Quoted text =>
Kreator – Hate Über Alles
Released June 10, 2022
Miland ‘Mille’ Petrozza // Guitars, Vocals
Sami Yli-Sirniö // Guitars
Frédéric Leclercq // Bass
Jürgen ‘Ventor’ Reil // Drums
A little disclaimer to start – I love thrash metal. While the Big 4 rightly get the lion’s share of applause for their sizable commercial achievements, the best to-the-grind, ear-splitting thrash comes from other bands. Straight up, German legends Kreator released two of the definitive thrash records in the mid-80s: Endless Pain and Pleasure to Kill. However, like all the great 80s bands, Kreator went a little experimental in the 1990s before returning to prominence with an unholy trio of records starting with Hordes of Chaos, peaking with the phenomenal Phantom Antichrist and the commercially successful Gods of Violence. Forget Hardwired and Repentless, Phantom Antichrist is a seriously outstanding album combining old-school speed metal riff fests with modern production (and none of the silly ‘loudness’ stuff that ruined Death Magnetic). Why am I starting with this history lesson? Because any new Kreator album has a lot to live up to in my eyes, both as a legacy act and one of metal’s great bands still cranking out records. It’s through that lens that I approach their new one – Hate Über Alles.
As far as intro tracks go, ‘Sergio Corbucci Is Dead’ is fine. It’s a minute-long tribute to film director Sergio Corbucci in the style of Ennio Morricone (Italian western film composer extraordinaire). It’s lovely but unexpected in that it isn’t heavy at all. Fortunately, the first single ‘Hate Über Alles’ is here to kick ass. Mille Petrozza sounds friggin’ amazing on vocals, having lost little of his bite. It’s loud and aggressive, with the title translating to “Hate Above All”, it depicts a world gone mad and full of anger. Riff wise there’s no doubt Petrozza and Sami Yli-Sirniö are firing on all cylinders. There’s definitely a sense of community through the lyrics on the record, with several songs drawing the audience in with “us” or “we”. ‘Killer of Jesus’ is fast too, with gang vocals adding to the feeling of unity one feels when thrashing in a pit. The blasphemy doesn’t hurt either. ‘Crush the Tyrants’ has a pretty nifty drum and rhythm intro before dropping into a heavy groove built for a slower kind of headbang. The refrain is easy to pick up: “Us against You, for life.” It’s arguably a bit more power metal with the solos really taking advantage of the slower tempo.
So far so good? We’ve had some genuinely great speed metal songs and a decent enough thumper. Second single ‘Strongest of the Strong’ is another good song. The riff is fine, quite an 80s kind of rhythm with Petrozza barking. It’s “just good” though, and lacks the fired-up flair of the opening tracks and repeats similar gang vocals of ‘Killer of Jesus’. It’s a tough guy song, for damn sure, but feels a bit too obvious and safe. ‘Become Immortal’ fares much better with a drum beat straight out of Iron Maiden’s ‘Where Eagles Dare’ and a classic metal vibe overall. Great chorus with lyrics capturing the band’s inception and development to immortal thrash gods. New guy Frédéric Leclercq gets a little bass solo too before operatic choral vocals join in. Fifteen albums in and it’s cool they’ll try some different things.

Data extract =>
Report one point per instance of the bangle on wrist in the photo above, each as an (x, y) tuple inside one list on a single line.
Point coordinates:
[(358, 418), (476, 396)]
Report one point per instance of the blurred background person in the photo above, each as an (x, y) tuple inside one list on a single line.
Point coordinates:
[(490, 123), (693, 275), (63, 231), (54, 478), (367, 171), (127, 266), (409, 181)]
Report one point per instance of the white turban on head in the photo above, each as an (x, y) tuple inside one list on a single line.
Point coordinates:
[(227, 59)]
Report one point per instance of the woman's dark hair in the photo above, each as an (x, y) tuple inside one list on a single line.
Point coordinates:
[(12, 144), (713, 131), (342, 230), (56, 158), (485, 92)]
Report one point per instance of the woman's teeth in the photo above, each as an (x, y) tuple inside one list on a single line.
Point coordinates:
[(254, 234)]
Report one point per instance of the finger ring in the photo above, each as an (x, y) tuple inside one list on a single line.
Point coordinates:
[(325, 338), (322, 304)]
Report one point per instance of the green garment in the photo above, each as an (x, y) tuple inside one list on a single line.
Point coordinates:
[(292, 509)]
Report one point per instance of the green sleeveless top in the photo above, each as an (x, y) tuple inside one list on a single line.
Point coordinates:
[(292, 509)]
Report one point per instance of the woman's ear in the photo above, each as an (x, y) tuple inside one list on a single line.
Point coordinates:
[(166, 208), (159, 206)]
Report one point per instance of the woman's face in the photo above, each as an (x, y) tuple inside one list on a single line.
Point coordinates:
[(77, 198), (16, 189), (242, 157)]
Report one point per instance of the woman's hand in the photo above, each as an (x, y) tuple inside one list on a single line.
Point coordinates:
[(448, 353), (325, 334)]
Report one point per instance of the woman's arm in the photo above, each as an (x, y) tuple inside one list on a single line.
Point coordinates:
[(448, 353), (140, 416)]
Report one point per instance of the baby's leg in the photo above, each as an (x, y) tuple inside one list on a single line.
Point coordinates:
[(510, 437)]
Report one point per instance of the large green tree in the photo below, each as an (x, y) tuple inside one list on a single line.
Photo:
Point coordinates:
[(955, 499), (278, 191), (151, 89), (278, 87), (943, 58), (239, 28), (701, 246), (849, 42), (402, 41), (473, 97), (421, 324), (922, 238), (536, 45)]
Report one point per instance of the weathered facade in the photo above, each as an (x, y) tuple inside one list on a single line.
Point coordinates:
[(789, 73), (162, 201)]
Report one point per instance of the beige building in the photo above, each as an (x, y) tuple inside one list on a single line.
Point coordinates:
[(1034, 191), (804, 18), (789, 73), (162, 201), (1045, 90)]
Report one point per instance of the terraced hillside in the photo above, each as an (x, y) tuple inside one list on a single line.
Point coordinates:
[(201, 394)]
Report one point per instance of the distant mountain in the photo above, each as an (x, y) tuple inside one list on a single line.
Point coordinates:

The tasks =>
**A)** State whether each statement agrees with the Kreator album review, answering yes or no and quoting the deciding words: (i) the intro track ‘Sergio Corbucci Is Dead’ is heavy; (ii) Frédéric Leclercq plays a bass solo on ‘Become Immortal’; (iii) ‘Strongest of the Strong’ is the album's first single.
**B)** Write out the Kreator album review from "So far so good?" up to and including "some different things.".
**C)** Extend the Kreator album review with the text that would follow its last sentence.
The material stands apart from the Kreator album review.

The replies =>
**A)**
(i) No: "It’s lovely but unexpected in that it isn’t heavy at all."
(ii) Yes: "New guy Frédéric Leclercq gets a little bass solo too before operatic choral vocals join in."
(iii) No: "Second single ‘Strongest of the Strong’ is another good song."

**B)**
So far so good? We’ve had some genuinely great speed metal songs and a decent enough thumper. Second single ‘Strongest of the Strong’ is another good song. The riff is fine, quite an 80s kind of rhythm with Petrozza barking. It’s “just good” though, and lacks the fired-up flair of the opening tracks and repeats similar gang vocals of ‘Killer of Jesus’. It’s a tough guy song, for damn sure, but feels a bit too obvious and safe. ‘Become Immortal’ fares much better with a drum beat straight out of Iron Maiden’s ‘Where Eagles Dare’ and a classic metal vibe overall. Great chorus with lyrics capturing the band’s inception and development to immortal thrash gods. New guy Frédéric Leclercq gets a little bass solo too before operatic choral vocals join in. Fifteen albums in and it’s cool they’ll try some different things.

**C)**
‘Conquer and Destroy’ continues the refreshed approach with a melodic guitar harmony that leads into a breakneck series of thrash riffs. The solos squeal at just the right time and the lead harmonies are killer. Hang on – what the hell is this? Clean vocals? Mille what are you doing? Yep there’s a bridge with a vocal harmony to match the guitars while Mille screeches over it. Not sure how I feel about this, it feels unnecessary in what was already a great song. Gnarly closing riff though.
Turns out the brief inclusion of different vocals was just a warm up for the first Kreator track with female vocals. ‘Midnight Sun’ has already been a bit divisive amongst fans with Sofia Portanet adding vocals to the bridge and chorus. Putting that aside for a moment, the song is fairly standard fare for the band with a series of riffs that are fast on the verses and slower on the chorus. Portanet’s addition does make the track stand out otherwise, and no surprise it’s been a single already since her contribution does add accessibility and might just help attract new fans. As Petrozza has pointed out, they like to find a “new focus with the same sound, coming at our music from a slightly different angle.” It’s memorable for sure, maybe not as hooky as it could have been, but tells a cool story and feels right for this album. It’s pretty clear though that they aren’t compelled to just play fast for every song on this one.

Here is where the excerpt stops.